[REQUIRED WORK]:
Count the lines in the records below that contain the string "dirt", and give only that number.

---------- ITEMS

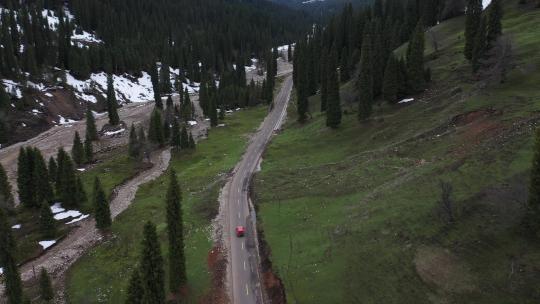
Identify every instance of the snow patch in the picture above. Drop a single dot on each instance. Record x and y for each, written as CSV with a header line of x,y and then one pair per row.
x,y
407,100
46,244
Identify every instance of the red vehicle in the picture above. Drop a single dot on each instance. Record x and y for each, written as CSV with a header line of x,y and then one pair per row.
x,y
240,231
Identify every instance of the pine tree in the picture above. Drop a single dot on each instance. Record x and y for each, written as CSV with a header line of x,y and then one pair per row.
x,y
192,144
43,189
12,278
333,112
91,129
47,223
365,80
177,263
494,27
176,138
101,207
390,83
25,178
135,289
112,104
480,45
415,59
77,151
324,81
53,170
45,286
152,273
88,150
6,197
184,139
133,145
155,133
472,23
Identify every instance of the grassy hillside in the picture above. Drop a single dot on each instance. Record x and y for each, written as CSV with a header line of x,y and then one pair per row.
x,y
352,215
102,275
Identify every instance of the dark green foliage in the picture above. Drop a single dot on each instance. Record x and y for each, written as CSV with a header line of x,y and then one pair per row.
x,y
175,137
175,232
112,104
494,27
415,59
151,265
77,151
184,139
6,197
192,144
480,46
25,178
45,286
47,223
365,80
155,132
91,129
474,16
43,188
88,150
12,279
134,147
135,288
390,84
333,112
101,207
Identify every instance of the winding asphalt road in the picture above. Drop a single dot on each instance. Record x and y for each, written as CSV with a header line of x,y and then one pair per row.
x,y
245,283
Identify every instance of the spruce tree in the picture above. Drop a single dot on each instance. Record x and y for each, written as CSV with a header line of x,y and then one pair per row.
x,y
333,112
480,46
135,289
77,151
6,197
12,278
415,59
155,132
112,104
91,129
175,230
47,223
101,207
494,26
152,273
365,79
176,137
43,188
88,150
192,144
390,83
133,145
45,286
184,139
472,22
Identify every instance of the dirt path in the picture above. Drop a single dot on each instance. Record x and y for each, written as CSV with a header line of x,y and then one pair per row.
x,y
62,136
60,257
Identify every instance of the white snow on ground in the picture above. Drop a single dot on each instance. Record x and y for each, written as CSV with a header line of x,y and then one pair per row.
x,y
407,100
82,217
57,208
67,214
12,88
64,121
115,132
46,244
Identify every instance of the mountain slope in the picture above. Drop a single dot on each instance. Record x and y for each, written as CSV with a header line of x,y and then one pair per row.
x,y
352,215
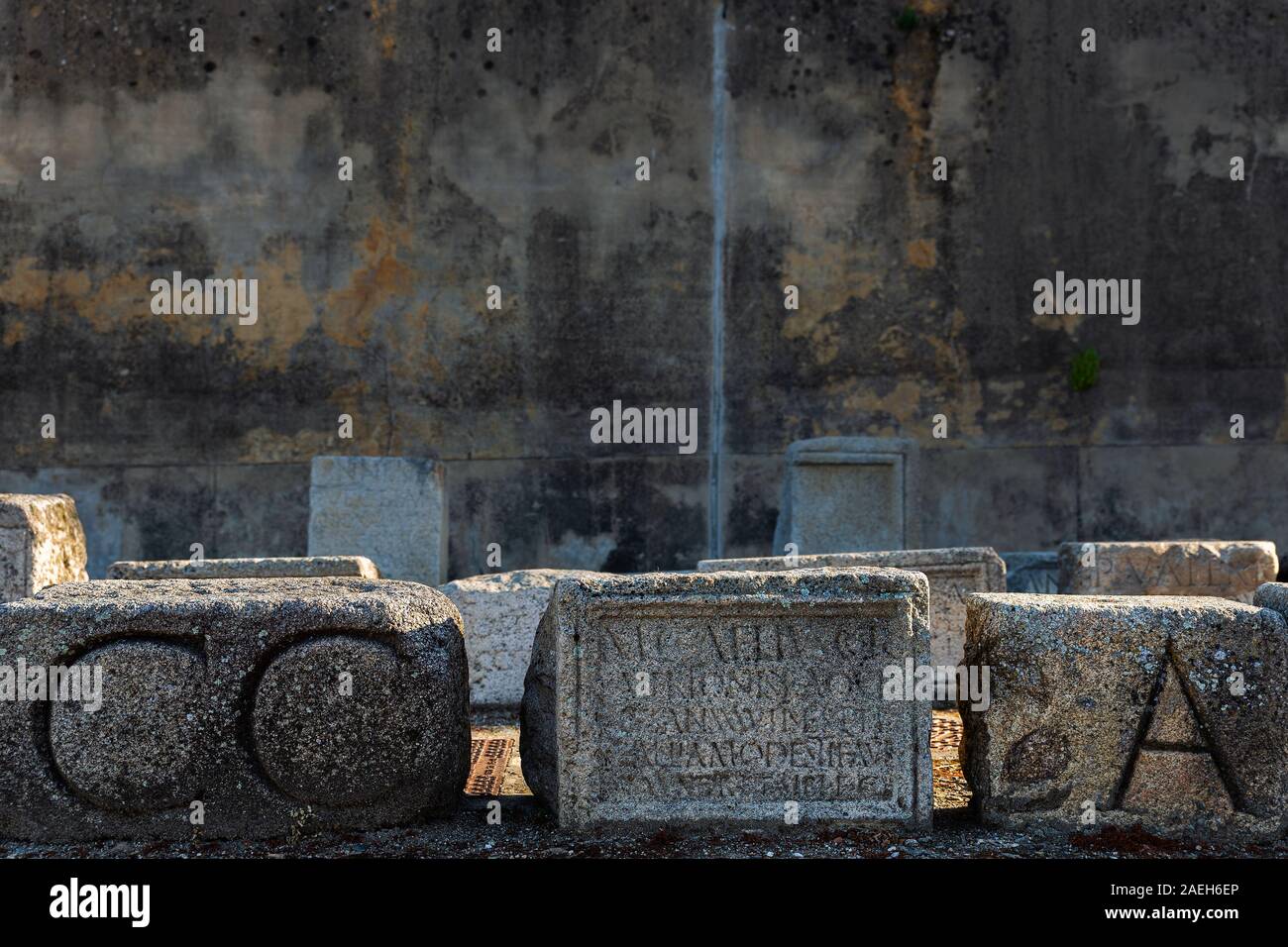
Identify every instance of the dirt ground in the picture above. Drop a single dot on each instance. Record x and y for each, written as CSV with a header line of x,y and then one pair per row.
x,y
527,831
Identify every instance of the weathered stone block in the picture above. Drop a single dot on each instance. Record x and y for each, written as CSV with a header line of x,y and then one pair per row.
x,y
269,567
391,510
1166,711
42,544
1034,574
501,612
729,698
1192,567
269,705
953,575
848,493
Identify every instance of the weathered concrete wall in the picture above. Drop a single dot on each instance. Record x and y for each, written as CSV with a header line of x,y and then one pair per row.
x,y
516,169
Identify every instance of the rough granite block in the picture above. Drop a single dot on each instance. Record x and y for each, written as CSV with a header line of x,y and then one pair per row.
x,y
1186,567
273,567
391,510
1034,574
848,493
501,612
728,699
279,705
953,575
1163,711
42,544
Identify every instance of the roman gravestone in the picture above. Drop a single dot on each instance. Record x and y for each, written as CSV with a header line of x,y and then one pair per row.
x,y
729,698
500,613
271,567
848,493
42,544
1035,574
1166,711
953,574
391,510
279,705
1190,567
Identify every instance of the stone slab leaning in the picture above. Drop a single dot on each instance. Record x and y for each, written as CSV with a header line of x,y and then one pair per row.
x,y
391,510
1185,567
953,574
500,613
270,706
1163,711
42,544
268,567
849,493
729,698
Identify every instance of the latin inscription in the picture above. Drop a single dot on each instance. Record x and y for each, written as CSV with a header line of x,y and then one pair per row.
x,y
748,709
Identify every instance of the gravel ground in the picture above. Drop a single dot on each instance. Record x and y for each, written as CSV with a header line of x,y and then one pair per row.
x,y
527,831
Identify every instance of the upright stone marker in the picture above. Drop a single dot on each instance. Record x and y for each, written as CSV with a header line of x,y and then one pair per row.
x,y
273,567
1166,711
42,544
1034,574
501,612
730,698
953,575
391,510
265,705
848,493
1192,567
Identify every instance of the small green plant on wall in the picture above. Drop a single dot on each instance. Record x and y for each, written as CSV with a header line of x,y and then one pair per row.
x,y
1085,369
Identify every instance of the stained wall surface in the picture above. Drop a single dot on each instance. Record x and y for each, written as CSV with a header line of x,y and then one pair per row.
x,y
518,169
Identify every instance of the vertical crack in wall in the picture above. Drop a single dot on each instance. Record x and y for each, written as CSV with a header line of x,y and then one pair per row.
x,y
715,438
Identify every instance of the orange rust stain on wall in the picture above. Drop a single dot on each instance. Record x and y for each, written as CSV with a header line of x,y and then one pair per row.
x,y
351,311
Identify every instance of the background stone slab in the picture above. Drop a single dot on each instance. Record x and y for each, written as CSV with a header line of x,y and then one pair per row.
x,y
1184,567
391,510
953,574
848,493
500,612
268,567
42,544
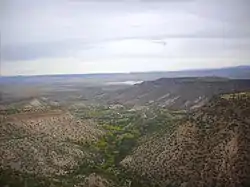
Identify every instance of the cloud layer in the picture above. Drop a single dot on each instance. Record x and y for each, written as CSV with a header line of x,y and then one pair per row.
x,y
46,37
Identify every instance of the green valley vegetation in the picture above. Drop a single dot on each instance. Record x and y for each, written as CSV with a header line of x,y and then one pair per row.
x,y
124,129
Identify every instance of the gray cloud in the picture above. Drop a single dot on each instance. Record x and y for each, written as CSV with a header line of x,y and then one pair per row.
x,y
93,30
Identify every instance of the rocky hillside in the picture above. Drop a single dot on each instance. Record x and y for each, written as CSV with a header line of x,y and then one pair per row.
x,y
178,93
44,142
209,148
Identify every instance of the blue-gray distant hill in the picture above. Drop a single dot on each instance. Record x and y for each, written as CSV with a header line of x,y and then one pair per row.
x,y
238,72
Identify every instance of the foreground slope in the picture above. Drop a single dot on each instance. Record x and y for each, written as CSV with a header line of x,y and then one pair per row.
x,y
178,93
209,148
42,142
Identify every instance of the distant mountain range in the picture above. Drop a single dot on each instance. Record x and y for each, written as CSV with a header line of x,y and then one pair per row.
x,y
238,72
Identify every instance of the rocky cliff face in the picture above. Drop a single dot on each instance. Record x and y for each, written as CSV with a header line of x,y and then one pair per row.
x,y
44,143
178,93
210,148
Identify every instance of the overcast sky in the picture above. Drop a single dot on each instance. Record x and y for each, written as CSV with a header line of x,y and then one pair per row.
x,y
94,36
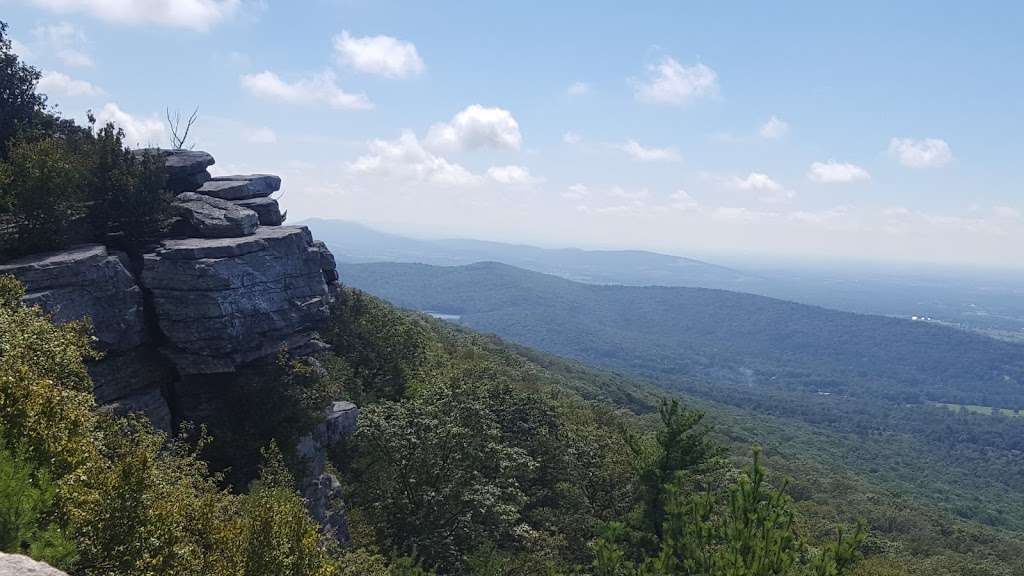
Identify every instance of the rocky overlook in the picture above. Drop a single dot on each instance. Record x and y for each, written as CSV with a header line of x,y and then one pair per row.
x,y
227,287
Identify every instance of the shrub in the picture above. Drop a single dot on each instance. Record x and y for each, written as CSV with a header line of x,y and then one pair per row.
x,y
43,188
19,104
126,192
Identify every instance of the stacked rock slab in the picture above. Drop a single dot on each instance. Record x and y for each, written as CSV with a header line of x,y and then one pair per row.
x,y
223,302
90,282
17,565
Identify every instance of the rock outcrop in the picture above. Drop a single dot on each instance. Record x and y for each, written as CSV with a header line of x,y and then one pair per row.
x,y
83,282
186,169
322,490
17,565
205,216
225,291
224,302
241,187
90,282
266,209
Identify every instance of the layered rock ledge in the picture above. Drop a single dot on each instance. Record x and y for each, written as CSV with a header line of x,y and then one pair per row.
x,y
223,302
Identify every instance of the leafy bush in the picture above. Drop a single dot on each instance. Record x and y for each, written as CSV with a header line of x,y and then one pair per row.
x,y
20,104
43,188
27,499
127,192
130,500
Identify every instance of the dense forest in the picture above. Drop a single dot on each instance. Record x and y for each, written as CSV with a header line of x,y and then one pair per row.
x,y
471,455
966,463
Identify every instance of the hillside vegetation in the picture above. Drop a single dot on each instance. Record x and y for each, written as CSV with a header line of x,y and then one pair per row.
x,y
859,385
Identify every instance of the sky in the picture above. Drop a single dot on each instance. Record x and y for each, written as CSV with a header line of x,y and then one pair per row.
x,y
887,131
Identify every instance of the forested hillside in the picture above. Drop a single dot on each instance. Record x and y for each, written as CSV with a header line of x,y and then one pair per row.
x,y
857,386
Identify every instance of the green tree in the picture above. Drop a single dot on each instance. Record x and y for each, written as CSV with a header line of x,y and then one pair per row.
x,y
435,476
19,104
751,533
43,183
27,505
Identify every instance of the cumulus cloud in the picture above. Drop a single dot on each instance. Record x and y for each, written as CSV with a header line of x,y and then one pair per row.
x,y
1007,212
571,137
738,214
757,181
643,154
67,43
837,172
320,88
407,159
672,83
194,14
477,127
55,83
634,195
770,192
138,131
512,174
774,129
382,55
260,135
578,89
927,153
681,200
577,192
20,49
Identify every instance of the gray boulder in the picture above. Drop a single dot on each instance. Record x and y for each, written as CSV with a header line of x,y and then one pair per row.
x,y
328,263
85,281
242,188
211,217
186,169
17,565
148,403
266,208
224,302
321,489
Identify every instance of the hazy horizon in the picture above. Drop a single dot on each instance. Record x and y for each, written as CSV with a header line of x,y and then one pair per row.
x,y
856,132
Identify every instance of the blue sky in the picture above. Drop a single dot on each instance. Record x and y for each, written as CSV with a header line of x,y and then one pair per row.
x,y
868,130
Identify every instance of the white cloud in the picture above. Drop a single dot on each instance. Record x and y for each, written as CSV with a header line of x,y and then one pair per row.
x,y
636,195
771,191
834,218
638,152
757,181
382,55
260,135
55,83
577,192
671,83
138,131
320,88
20,49
512,174
571,137
927,153
837,172
681,200
407,159
738,214
195,14
1007,212
578,89
67,43
476,127
774,129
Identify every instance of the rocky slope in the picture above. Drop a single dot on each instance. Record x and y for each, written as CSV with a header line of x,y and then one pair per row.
x,y
226,290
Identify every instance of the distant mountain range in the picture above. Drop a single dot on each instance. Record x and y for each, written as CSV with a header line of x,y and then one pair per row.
x,y
679,335
992,303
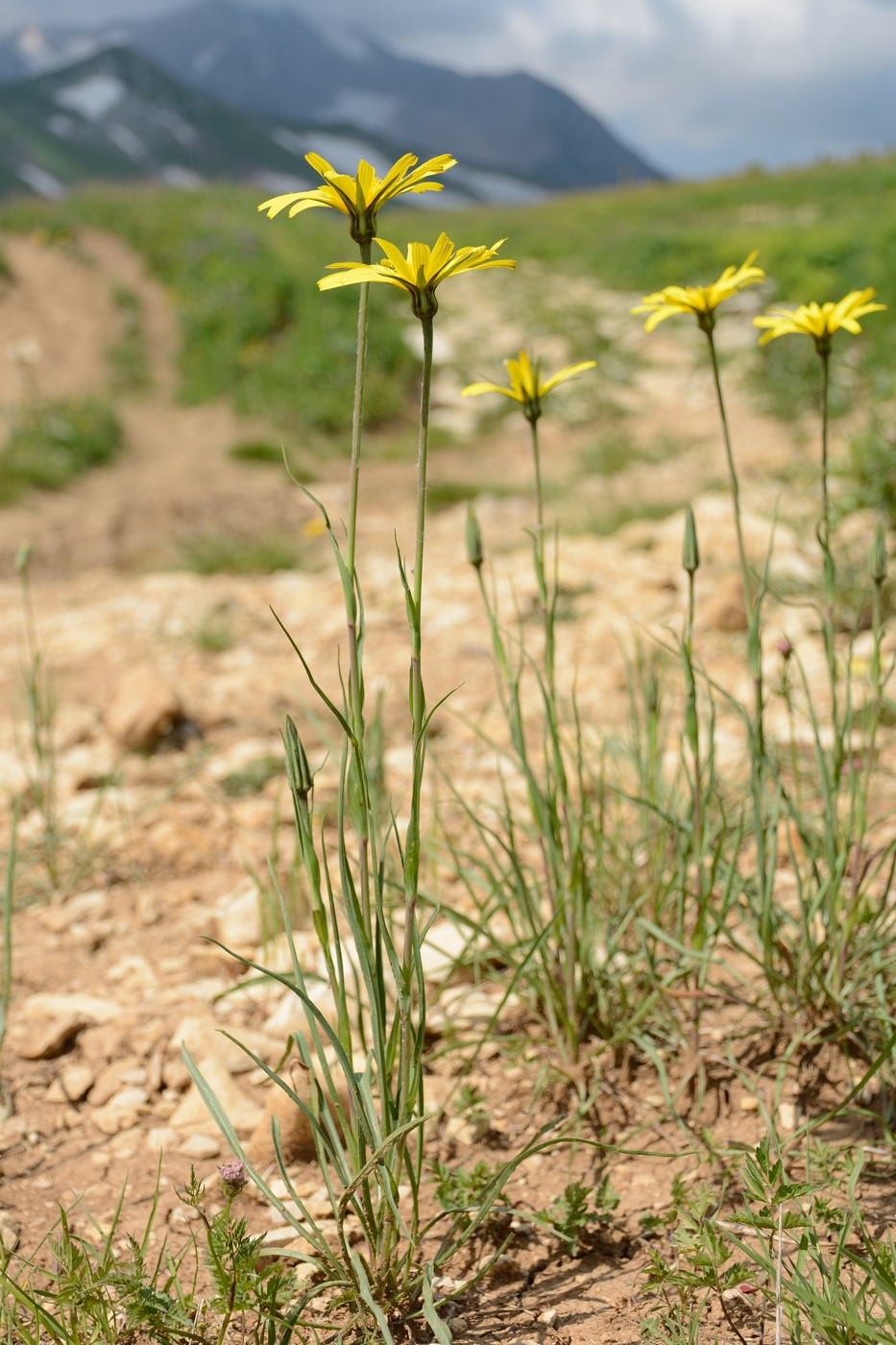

--------------------

[SOLUTION TO THIS PROBLEM]:
2